* QUELLE
>>>
Heye betonte vor Journalisten, die Entscheidung über den Auftrag liege beim Bundessicherheitsrat. Er erklärte, die norddeutschen Ministerpräsidenten hätten sich auf einer Konferenz im Oktober zum möglichen taiwanesischen Rüstungsauftrag darauf geeinigt, sich „nicht öffentlich gegen einen positiven Bescheid aus Bonn zu wenden“.

Wedemeier steht zu Schröder: Dramatische Auftragslage bei Werften

Schröder hatte erklärt, er habe im Auftrag der Küstenländer gehandelt. Ein Sprecher der schleswig- holsteinischen Landesregierung sagte, die Engholm-Regierung habe keinen Auftrag erteilt. Bremens Regierungschef Klaus Wedemeier bestätigte dagegen Schröders Aussagen. Grund für die Initiative der Ministerpräsidenten sei eine Nachfrage des Bundeskanzleramtes gewesen. Die Haltung der Länderchefs sei durch die dramatische Auftragslage der Werften beeinflußt.
<<<
* GEGEBENES MATERIAL
>>>
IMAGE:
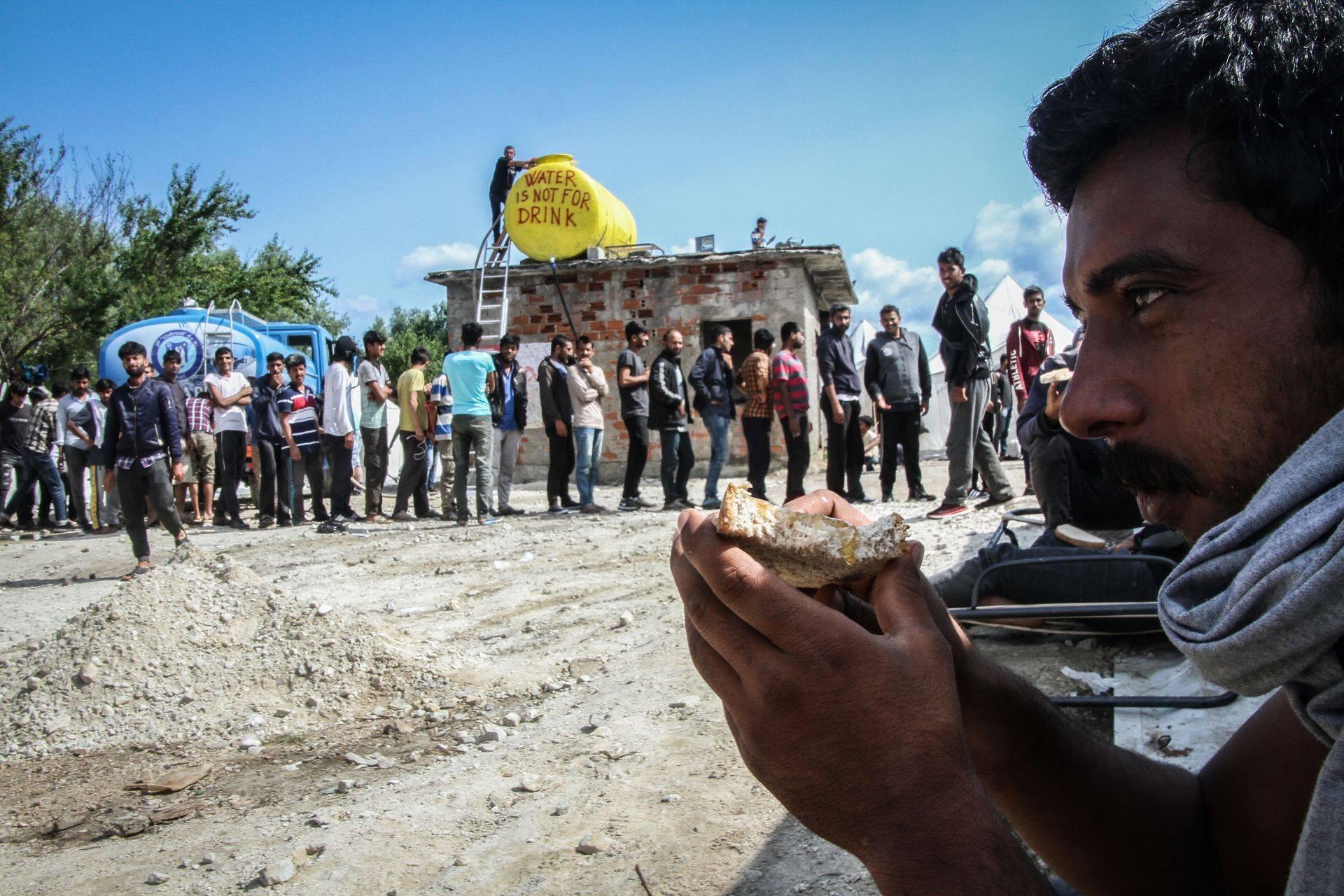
<<<
* ARBEITSANWEISUNG
Schreiben Sie die Quelle vollständig und Wort für Wort ab.

* SCHRIFTLICHE LÖSUNG
Heye betonte vor Journalisten, die Entscheidung über den Auftrag liege beim Bundessicherheitsrat. Er erklärte, die norddeutschen Ministerpräsidenten hätten sich auf einer Konferenz im Oktober zum möglichen taiwanesischen Rüstungsauftrag darauf geeinigt, sich „nicht öffentlich gegen einen positiven Bescheid aus Bonn zu wenden“.

Wedemeier steht zu Schröder: Dramatische Auftragslage bei Werften

Schröder hatte erklärt, er habe im Auftrag der Küstenländer gehandelt. Ein Sprecher der schleswig- holsteinischen Landesregierung sagte, die Engholm-Regierung habe keinen Auftrag erteilt. Bremens Regierungschef Klaus Wedemeier bestätigte dagegen Schröders Aussagen. Grund für die Initiative der Ministerpräsidenten sei eine Nachfrage des Bundeskanzleramtes gewesen. Die Haltung der Länderchefs sei durch die dramatische Auftragslage der Werften beeinflußt.